TEXTO PARA LEER
Sufrimientos por comulgar, sufrimientos por la Virgen

El autor del texto autobiográfico, Marcelo Van (1928-1959), religioso redentorista vietnamita, tiene abierta su causa de beatificación. Cuando sucedieron los hechos que relata, tenía ocho años: si hemos de imaginar la escena, se parecería mucho a algunas travesuras parecidas de Marcelino Pan y Vino en la película que rodó Ladislao Vajda en 1955.

Y, lo más importante: cuando el pequeño hablaba de las «desgracias» de su vida, no exageraba ni se justificaba. Era, efectivamente, pobre, y estaba solo en terreno hostil… que no debía haberlo sido, donde le dejaban sin comer y apenas gozaba de ropa y calzado que ponerse.

Ya había sentido la vocación sacerdotal, y había acudido desde su localidad natal de Ngam Giao a la vecina de Huu Bang, para irse preparando en casa de un sacerdote que tenía una especie de seminario menor. Era un hombre negligente que delegaba el gobierno del día a día en un catequista odioso que, celoso de la santidad de Marcelo, le hacía la vida imposible, dándole palizas continuas con una vara de bambú. Para impedirle comulgar, le ponía como condición recibir tres varazos la noche anterior. El niño aceptaba el castigo con tal de recibir al Señor.

DATOS

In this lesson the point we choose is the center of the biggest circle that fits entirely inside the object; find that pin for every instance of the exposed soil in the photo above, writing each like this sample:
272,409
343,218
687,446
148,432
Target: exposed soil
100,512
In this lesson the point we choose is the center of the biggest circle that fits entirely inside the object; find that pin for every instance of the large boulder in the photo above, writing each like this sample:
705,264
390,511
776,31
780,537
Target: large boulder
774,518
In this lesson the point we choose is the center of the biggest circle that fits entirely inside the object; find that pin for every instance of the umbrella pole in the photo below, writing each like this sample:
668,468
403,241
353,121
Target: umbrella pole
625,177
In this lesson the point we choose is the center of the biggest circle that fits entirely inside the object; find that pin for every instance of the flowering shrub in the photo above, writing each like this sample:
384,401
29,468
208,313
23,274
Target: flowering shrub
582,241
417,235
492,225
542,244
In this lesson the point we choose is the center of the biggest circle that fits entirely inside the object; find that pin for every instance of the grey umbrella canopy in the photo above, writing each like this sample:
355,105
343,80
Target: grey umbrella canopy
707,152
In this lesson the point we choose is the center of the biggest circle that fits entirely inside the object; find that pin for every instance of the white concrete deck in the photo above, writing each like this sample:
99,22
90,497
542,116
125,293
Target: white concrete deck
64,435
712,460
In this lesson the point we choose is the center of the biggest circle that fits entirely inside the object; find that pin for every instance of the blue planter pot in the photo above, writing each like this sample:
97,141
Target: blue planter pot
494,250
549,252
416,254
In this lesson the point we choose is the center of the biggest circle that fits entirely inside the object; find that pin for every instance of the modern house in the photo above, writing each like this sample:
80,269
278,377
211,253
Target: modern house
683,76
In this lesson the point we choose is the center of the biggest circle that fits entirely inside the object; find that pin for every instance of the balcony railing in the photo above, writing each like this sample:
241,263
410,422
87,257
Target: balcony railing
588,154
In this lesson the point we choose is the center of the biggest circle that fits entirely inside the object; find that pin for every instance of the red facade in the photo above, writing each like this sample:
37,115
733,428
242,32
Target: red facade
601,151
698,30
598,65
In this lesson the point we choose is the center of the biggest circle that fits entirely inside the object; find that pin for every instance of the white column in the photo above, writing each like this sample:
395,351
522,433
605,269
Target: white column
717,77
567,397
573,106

TAREAS POR HACER
1) ¿Desde qué localidad natal acudió Marcelo Van a Huu Bang, según el texto sobre él?
2) ¿Concuerdan con el texto sobre Marcelo Van estas afirmaciones? Responde sí o no a cada una y cita las palabras del texto que lo deciden. (a) Marcelo Van era un religioso redentorista vietnamita. (b) El catequista le daba palizas con una vara de hierro. (c) Para poder comulgar, el niño debía recibir cinco varazos la noche anterior.
Los ítems no guardan relación con el texto.

SOLUCIONES EN ORDEN
1) Desde Ngam Giao.

2)
(a) Sí: «religioso redentorista vietnamita».
(b) No: «dándole palizas continuas con una vara de bambú».
(c) No: «le ponía como condición recibir tres varazos la noche anterior».